-- EXERCISE --
Swap "dark" for "black" in the items from the line containing "mist over mountain." through the line containing "[0,301,255,325]". Give those lines again with everything else unchanged.

┌─ RECORDED DATA

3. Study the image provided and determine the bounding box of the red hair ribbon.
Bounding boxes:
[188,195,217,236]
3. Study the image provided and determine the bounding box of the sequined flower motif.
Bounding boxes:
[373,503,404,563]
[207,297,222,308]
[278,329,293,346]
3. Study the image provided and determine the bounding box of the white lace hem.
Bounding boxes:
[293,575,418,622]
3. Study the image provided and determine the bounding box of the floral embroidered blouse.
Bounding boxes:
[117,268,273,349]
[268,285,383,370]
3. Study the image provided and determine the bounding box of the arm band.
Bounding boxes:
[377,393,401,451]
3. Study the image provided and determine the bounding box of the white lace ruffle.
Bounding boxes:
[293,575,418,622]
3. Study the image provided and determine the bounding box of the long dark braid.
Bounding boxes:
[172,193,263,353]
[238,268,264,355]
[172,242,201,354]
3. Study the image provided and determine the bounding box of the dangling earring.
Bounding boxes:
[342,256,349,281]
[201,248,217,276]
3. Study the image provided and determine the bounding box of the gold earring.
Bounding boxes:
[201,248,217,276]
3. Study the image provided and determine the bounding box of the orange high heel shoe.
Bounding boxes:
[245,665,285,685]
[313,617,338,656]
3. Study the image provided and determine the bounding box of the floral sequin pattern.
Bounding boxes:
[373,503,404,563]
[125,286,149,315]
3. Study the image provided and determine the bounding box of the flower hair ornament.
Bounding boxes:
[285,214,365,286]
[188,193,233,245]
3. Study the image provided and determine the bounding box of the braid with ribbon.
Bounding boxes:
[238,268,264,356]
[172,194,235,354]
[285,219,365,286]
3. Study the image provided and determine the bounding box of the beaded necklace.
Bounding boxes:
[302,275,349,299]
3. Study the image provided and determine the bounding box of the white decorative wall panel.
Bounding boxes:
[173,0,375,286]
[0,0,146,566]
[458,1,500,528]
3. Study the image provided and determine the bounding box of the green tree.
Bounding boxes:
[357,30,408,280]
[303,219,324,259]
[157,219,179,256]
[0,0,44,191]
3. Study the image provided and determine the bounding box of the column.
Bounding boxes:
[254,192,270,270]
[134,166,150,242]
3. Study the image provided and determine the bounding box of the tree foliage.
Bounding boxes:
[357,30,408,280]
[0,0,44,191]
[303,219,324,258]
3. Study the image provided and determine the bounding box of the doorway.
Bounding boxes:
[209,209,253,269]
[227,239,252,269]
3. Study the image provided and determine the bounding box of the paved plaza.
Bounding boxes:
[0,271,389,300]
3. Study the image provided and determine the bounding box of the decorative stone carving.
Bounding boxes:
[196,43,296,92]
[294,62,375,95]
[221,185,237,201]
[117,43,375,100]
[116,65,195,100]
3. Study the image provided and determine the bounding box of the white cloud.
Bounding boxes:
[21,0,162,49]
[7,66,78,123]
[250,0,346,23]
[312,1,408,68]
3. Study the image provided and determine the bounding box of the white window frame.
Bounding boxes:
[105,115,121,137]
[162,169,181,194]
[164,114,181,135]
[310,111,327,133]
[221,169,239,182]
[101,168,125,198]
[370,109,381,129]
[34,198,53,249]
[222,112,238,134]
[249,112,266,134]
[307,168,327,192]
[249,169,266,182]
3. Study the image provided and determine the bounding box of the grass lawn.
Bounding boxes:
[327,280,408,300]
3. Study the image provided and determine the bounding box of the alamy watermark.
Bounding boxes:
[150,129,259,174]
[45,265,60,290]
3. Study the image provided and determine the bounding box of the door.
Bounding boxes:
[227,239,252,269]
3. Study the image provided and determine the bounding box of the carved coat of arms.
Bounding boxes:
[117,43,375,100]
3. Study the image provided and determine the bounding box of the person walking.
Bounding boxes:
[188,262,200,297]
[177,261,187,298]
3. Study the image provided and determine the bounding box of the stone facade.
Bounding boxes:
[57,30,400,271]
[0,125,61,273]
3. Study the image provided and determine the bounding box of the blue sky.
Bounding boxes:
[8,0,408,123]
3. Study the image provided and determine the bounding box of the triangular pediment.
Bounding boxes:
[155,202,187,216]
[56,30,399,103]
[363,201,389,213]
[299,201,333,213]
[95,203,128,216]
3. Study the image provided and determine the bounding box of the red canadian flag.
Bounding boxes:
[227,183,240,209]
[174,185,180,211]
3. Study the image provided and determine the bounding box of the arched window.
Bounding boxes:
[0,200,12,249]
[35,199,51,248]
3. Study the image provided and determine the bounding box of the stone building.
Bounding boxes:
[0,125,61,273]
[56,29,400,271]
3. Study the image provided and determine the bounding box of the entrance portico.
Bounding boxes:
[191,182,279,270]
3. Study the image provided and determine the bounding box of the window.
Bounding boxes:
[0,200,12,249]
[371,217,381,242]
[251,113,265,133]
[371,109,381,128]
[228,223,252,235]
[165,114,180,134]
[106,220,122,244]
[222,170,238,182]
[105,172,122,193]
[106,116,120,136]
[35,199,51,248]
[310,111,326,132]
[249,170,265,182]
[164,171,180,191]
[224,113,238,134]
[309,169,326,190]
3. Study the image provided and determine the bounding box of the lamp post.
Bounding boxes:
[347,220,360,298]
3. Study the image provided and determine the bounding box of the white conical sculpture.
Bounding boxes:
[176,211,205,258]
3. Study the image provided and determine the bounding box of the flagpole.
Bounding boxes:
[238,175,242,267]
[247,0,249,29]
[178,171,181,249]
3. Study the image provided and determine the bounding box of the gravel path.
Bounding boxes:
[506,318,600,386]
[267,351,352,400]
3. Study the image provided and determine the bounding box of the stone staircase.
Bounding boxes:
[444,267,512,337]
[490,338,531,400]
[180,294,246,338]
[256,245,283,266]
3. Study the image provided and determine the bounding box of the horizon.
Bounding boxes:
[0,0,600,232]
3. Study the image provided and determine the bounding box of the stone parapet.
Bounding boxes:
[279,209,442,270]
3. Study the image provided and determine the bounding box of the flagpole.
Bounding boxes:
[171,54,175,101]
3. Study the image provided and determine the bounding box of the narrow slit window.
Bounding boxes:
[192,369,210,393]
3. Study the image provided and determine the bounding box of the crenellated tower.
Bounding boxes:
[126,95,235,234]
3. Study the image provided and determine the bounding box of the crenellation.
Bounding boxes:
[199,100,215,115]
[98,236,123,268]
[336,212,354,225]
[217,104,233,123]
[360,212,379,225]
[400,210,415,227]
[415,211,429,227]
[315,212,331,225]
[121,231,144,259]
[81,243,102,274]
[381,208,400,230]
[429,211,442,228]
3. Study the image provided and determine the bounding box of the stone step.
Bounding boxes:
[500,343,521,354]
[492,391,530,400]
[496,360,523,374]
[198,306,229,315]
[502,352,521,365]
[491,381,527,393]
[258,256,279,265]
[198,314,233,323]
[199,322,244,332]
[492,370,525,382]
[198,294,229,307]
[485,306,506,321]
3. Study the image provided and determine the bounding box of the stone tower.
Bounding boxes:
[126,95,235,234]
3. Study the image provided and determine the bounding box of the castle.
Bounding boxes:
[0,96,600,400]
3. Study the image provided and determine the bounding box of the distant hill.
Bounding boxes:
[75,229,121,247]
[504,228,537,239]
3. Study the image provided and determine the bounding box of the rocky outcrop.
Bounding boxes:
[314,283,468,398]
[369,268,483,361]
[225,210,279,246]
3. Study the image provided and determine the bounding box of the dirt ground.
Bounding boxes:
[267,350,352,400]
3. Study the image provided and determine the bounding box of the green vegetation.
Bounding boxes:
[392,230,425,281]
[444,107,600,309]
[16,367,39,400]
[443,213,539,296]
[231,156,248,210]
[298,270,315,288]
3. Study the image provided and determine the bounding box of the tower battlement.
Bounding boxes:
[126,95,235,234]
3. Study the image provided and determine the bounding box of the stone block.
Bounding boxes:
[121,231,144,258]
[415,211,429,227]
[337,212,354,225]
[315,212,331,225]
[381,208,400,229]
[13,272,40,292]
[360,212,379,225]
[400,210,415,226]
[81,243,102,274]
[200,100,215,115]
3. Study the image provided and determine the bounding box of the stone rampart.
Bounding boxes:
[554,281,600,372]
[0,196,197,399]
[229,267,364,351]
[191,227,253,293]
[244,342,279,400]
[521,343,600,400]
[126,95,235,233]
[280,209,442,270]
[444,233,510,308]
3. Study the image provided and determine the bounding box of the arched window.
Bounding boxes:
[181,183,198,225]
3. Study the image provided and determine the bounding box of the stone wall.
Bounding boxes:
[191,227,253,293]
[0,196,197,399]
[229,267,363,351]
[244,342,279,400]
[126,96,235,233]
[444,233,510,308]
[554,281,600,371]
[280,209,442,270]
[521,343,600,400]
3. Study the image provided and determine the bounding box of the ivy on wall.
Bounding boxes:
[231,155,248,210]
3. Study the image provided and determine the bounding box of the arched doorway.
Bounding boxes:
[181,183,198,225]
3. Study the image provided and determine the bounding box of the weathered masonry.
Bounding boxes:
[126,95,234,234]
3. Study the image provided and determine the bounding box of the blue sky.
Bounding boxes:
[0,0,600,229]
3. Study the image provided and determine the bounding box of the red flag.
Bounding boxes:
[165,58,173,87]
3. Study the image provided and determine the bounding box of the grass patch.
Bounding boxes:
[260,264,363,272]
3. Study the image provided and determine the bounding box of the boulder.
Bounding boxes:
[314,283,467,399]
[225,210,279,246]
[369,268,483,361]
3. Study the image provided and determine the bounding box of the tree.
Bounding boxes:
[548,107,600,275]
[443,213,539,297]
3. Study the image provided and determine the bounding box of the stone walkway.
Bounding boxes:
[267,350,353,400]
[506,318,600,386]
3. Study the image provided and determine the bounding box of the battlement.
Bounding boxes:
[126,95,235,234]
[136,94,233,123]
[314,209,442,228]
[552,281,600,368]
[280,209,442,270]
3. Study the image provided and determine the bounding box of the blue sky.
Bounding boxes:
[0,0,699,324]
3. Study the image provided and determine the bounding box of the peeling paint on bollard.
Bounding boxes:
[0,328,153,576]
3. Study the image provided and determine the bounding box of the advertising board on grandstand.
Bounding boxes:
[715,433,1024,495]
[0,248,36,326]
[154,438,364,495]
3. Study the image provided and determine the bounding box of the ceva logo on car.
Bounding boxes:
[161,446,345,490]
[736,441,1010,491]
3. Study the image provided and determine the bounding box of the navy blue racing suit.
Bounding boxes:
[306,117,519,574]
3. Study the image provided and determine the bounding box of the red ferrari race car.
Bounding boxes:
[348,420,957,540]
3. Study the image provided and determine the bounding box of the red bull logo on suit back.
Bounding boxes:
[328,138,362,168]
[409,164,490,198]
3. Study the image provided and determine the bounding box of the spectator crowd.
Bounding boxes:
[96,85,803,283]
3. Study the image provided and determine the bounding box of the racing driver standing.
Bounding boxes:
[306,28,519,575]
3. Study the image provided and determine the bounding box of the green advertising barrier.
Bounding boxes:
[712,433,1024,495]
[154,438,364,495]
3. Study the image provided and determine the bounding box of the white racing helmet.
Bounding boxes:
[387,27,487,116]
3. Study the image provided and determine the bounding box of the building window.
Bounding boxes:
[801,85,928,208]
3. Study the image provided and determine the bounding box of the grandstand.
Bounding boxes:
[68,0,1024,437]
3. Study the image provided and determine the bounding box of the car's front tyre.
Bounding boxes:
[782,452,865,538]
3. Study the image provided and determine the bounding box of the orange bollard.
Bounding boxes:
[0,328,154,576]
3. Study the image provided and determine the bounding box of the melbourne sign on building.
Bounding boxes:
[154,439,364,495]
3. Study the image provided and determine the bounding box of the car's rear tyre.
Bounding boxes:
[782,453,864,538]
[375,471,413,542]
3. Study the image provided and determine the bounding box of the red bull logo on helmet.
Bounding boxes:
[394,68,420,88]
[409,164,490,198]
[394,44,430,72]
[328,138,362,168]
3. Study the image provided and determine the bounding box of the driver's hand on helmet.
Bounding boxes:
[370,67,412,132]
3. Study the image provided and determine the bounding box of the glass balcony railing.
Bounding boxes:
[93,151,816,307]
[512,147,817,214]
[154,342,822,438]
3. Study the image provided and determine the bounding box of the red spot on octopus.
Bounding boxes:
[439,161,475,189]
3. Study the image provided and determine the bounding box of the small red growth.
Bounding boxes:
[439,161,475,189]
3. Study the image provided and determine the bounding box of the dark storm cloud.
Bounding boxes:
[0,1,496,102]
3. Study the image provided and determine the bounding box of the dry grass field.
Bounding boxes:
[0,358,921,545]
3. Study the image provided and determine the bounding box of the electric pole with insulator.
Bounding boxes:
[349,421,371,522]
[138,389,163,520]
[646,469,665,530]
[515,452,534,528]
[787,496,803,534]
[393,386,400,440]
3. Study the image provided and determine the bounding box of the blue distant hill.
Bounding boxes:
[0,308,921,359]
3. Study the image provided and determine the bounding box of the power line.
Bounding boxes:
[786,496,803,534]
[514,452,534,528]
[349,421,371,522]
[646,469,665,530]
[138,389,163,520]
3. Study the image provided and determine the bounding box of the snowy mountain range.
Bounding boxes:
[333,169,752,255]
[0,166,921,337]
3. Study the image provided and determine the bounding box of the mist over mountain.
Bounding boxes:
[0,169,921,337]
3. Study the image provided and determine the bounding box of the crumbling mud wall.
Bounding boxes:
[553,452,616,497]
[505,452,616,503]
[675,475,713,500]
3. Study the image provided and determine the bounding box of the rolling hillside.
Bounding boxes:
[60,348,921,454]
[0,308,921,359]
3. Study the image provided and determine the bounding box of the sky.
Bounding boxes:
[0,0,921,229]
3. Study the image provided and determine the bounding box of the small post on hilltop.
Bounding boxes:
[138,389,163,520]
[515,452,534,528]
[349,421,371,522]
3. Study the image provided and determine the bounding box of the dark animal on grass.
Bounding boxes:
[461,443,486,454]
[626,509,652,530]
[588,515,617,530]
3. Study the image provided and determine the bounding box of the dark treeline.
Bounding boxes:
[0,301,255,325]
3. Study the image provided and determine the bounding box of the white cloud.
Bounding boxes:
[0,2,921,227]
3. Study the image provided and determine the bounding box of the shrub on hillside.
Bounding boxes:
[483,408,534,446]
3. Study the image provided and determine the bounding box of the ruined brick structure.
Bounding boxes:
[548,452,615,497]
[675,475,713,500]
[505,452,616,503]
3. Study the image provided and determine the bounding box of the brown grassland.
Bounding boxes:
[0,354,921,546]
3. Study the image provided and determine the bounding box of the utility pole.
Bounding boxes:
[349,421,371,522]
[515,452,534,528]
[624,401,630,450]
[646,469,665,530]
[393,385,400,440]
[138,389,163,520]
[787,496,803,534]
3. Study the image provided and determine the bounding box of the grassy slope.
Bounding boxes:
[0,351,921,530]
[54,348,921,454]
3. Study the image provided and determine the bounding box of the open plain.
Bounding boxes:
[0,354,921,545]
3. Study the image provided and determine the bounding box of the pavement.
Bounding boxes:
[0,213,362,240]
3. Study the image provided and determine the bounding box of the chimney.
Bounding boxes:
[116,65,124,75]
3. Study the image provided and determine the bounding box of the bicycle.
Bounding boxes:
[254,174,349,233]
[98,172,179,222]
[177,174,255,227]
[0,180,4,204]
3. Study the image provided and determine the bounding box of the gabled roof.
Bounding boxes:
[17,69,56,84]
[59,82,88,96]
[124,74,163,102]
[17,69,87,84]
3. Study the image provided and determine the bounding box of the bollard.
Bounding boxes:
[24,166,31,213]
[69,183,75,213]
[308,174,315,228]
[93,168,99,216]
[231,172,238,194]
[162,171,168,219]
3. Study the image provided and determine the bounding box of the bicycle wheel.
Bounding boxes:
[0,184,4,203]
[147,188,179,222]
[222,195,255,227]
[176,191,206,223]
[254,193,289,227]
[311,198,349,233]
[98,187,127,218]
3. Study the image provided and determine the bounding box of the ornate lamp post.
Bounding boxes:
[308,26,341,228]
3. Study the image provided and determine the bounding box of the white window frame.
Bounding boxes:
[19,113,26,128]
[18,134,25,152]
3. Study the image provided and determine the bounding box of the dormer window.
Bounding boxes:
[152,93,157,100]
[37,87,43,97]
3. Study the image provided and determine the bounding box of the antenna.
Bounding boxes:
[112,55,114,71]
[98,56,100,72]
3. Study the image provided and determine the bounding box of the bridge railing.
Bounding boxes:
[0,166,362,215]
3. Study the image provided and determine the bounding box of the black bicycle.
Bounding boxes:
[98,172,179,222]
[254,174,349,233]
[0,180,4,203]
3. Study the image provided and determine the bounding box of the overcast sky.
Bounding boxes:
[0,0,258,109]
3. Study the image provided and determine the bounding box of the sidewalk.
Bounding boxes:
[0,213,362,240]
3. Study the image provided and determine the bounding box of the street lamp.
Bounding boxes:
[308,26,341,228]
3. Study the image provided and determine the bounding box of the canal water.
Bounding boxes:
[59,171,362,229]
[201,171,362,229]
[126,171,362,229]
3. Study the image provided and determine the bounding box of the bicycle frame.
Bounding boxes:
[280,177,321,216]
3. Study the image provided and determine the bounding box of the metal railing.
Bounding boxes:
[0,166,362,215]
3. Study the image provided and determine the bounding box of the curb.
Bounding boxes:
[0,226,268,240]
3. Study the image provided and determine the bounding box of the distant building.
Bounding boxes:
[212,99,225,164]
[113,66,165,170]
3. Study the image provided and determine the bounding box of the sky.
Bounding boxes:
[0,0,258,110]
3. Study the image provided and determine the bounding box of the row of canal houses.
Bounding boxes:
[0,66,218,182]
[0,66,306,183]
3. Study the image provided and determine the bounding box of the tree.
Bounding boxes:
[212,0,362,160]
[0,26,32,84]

└─

-- RESPONSE TO THE TASK --
3. Study the image provided and determine the bounding box of the mist over mountain.
Bounding boxes:
[0,169,921,337]
3. Study the image provided and determine the bounding box of the crumbling mud wall.
Bounding boxes:
[553,452,616,497]
[505,452,616,503]
[675,475,713,500]
3. Study the image provided and determine the bounding box of the rolling hillside.
Bounding boxes:
[60,348,921,454]
[0,308,921,359]
3. Study the image provided and determine the bounding box of the sky.
Bounding boxes:
[0,0,921,229]
3. Study the image provided and determine the bounding box of the small post on hilltop.
Bounding boxes:
[138,389,163,520]
[515,452,534,528]
[349,421,371,522]
3. Study the image provided and determine the bounding box of the black animal on grass.
Bounding boxes:
[461,443,486,454]
[626,509,652,530]
[588,515,617,530]
3. Study the image provided and determine the bounding box of the black treeline.
Bounding boxes:
[0,301,255,325]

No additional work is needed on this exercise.